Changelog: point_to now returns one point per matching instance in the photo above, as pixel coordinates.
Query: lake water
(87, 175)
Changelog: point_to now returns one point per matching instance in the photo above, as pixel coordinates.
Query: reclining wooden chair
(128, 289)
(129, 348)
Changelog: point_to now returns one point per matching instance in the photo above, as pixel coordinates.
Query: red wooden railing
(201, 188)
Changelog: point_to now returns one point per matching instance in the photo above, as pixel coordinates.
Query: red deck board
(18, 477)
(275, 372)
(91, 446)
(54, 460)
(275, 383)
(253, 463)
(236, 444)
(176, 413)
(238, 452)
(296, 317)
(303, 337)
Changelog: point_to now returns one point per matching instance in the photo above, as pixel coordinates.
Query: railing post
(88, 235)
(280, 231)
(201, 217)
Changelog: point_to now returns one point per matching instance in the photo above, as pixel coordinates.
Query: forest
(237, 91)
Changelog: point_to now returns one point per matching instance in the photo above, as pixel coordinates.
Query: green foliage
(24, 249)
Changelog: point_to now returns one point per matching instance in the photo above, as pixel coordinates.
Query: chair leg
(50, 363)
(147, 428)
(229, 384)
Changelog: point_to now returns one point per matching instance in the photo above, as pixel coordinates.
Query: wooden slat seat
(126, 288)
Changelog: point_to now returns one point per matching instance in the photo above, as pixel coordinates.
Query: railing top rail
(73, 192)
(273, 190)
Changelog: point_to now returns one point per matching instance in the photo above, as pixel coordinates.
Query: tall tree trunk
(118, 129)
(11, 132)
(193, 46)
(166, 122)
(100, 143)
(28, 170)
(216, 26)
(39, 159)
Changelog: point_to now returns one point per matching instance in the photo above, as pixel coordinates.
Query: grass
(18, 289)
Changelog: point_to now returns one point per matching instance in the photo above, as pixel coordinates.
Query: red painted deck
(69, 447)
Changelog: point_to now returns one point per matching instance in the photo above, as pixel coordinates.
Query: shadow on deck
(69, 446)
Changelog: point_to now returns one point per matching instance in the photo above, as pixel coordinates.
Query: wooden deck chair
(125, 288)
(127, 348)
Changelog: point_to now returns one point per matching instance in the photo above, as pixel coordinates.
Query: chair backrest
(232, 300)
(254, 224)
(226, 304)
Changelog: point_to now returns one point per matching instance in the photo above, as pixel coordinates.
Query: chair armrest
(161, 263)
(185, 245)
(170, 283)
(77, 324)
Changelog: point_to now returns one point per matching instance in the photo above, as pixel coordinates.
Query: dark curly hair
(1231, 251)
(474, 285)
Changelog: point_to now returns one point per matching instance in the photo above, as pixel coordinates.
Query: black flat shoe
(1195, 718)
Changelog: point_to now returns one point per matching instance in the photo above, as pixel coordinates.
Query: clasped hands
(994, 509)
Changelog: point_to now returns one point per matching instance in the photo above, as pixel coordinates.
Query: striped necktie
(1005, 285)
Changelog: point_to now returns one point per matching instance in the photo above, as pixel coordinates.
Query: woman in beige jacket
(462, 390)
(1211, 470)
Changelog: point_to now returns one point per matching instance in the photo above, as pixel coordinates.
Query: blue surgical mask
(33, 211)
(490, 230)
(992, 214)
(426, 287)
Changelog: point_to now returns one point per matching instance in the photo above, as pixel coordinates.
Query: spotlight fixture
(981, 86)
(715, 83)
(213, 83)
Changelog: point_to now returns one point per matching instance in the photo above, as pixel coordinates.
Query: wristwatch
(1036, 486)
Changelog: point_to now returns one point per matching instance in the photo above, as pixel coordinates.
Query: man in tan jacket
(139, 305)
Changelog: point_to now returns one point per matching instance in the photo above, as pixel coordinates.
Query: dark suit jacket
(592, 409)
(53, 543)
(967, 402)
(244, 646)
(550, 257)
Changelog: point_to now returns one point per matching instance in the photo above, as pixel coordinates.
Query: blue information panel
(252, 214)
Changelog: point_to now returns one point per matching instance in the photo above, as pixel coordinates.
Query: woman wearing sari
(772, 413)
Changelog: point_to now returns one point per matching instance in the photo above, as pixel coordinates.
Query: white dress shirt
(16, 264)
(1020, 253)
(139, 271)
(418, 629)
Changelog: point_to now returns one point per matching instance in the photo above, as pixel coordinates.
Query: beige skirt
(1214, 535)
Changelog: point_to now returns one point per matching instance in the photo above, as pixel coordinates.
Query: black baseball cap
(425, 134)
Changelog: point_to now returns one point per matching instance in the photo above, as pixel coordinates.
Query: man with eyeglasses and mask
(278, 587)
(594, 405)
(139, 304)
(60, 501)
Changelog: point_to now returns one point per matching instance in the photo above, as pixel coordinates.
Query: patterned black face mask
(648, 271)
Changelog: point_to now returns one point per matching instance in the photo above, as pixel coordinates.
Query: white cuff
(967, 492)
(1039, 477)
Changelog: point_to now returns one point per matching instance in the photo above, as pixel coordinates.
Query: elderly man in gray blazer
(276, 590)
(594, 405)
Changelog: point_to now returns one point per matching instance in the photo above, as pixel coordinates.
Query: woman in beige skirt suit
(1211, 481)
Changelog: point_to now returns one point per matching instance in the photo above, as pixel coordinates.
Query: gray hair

▸ Your instructions
Your answer should consist of every record, restated exactly.

▸ Answer to this exercise
Changelog: point_to now returns one point per matching instance in the photo above, as pixel coordinates.
Query: lake water
(87, 175)
Changelog: point_to now returns one point per matching instance in the photo above, as pixel coordinates.
Query: reclining wooden chair
(128, 289)
(129, 348)
Changelog: point_to now returns one point per matching instance in the photo above, as pixel coordinates.
Query: red wooden railing
(201, 188)
Changelog: point_to now returns one point per matching instance in the photo above, as pixel coordinates.
Query: red deck board
(18, 477)
(275, 372)
(91, 446)
(54, 460)
(275, 383)
(253, 463)
(236, 444)
(176, 413)
(238, 452)
(296, 317)
(303, 337)
Changelog: point_to now returns one point per matching instance in the photo above, as pixel coordinates.
Query: railing post
(88, 235)
(280, 231)
(201, 217)
Changelog: point_to now returns one point per matching instance in the photo above, as pixel coordinates.
Query: forest
(237, 91)
Changelog: point_to now returns one point per matching instance in the photo above, as pixel coordinates.
Query: green foliage
(24, 249)
Changelog: point_to now returns one point per matching instance in the photo above, as pixel coordinates.
Query: chair leg
(50, 363)
(147, 428)
(229, 384)
Changelog: point_to now returns one point per matching instance in the photo above, as pixel coordinates.
Query: wooden slat seat
(126, 288)
Changelog: point_to now returns one point per matching instance in the photo above, as pixel coordinates.
Query: railing top rail
(73, 192)
(273, 190)
Changelog: point_to now returns one point per matching instance in the photo above, as pixel coordinates.
Query: tall tree trunk
(118, 129)
(11, 132)
(193, 46)
(166, 122)
(100, 143)
(28, 170)
(216, 26)
(39, 159)
Changelog: point_to now returns one point per matching instance in the photo above, as pixel coordinates.
Query: grass
(18, 289)
Changelog: point_to now returns one point per matching instance in the photo above, as pixel coordinates.
Query: red painted deck
(69, 447)
Changelog: point_to now returns one point per matching instance in the photo above, as pixel coordinates.
Query: shadow on deck
(69, 446)
Changelog: point_to now returns one point per matching instance in the photo above, as pixel coordinates.
Query: wooden deck chair
(125, 288)
(127, 348)
Changelog: point_to now returns one point per matching instance in the photo above, as pixel coordinates.
Query: chair backrest
(232, 300)
(254, 224)
(226, 304)
Changelog: point_to now returns one point per matching instance in the photo above, as pixel coordinates.
Query: chair armrest
(161, 263)
(185, 245)
(170, 283)
(77, 324)
Changelog: point_to now returns one point per matching instance in the photo above, as pixel coordinates.
Query: dark curly hair
(1231, 251)
(474, 285)
Changelog: point_to now returns one point per matching instance in the photo above, as pixel coordinates.
Query: black flat shoe
(1195, 718)
Changelog: point_to now returns one point per matching instance in the photo above, as pixel coordinates.
Query: clasped hands
(994, 509)
Changelog: point_to now returns one point per matching instance in the photo above, as pixel coordinates.
Query: striped necktie
(1005, 285)
Changelog: point_to now returns one point per matching instance in the photo above, as pixel coordinates.
Query: woman in beige jacket
(462, 390)
(1211, 470)
Changelog: point_to now returns one point per matching instance in the photo above, as pixel coordinates.
Query: blue surgical mask
(33, 211)
(490, 230)
(992, 214)
(426, 287)
Changelog: point_to now returns one point per matching instance in the photo above, as pixel coordinates.
Query: spotlight fixture
(981, 86)
(715, 83)
(213, 83)
Changelog: point_to now returns one point per matching instance in the photo above, as pixel coordinates.
Query: wristwatch
(1036, 486)
Changelog: point_to now returns one point per matching instance in the photo above, as pixel coordinates.
Query: man in tan jacket
(139, 305)
Changelog: point_to now returns one point per matching instance in the photo above, as pixel coordinates.
Query: dark suit jacket
(592, 409)
(53, 543)
(967, 402)
(244, 646)
(550, 257)
Changelog: point_to now returns one point per matching instance in the photo above, as pixel coordinates.
Query: blue information panel
(252, 214)
Changelog: point_to now returns one point per matching instance in the photo above, as pixel coordinates.
Query: woman wearing sari
(772, 413)
Changelog: point_to now returns one point per matching instance in the photo above, as pixel coordinates.
Query: white dress shirt
(16, 264)
(1020, 253)
(139, 271)
(418, 629)
Changelog: point_to now returns one point per matching instance in the photo above, as pixel coordinates.
Query: beige skirt
(1214, 535)
Changelog: point_to now returns one point per matching instance in the photo above, as pixel coordinates.
Query: black baseball cap
(425, 134)
Changelog: point_to now returns one point per matching instance in the photo above, as pixel coordinates.
Query: man with eyeglasses and mask
(278, 587)
(594, 405)
(139, 304)
(60, 501)
Changelog: point_to now returns one point per matching instance in the photo above, as pixel coordinates.
Query: patterned black face mask
(648, 271)
Changelog: point_to now returns one point per matching instance in the photo above, as pixel coordinates.
Query: white cuff
(967, 492)
(1039, 477)
Changelog: point_to now returns one point per matching instance in the photo above, as pixel coordinates.
Query: elderly man in gray blazer
(276, 590)
(594, 405)
Changelog: point_to now returns one point per matching instance in the photo above, as pixel coordinates.
Query: woman in beige skirt suit
(1211, 481)
Changelog: point_to now returns one point per matching instance in the photo above, as pixel coordinates.
Query: gray hair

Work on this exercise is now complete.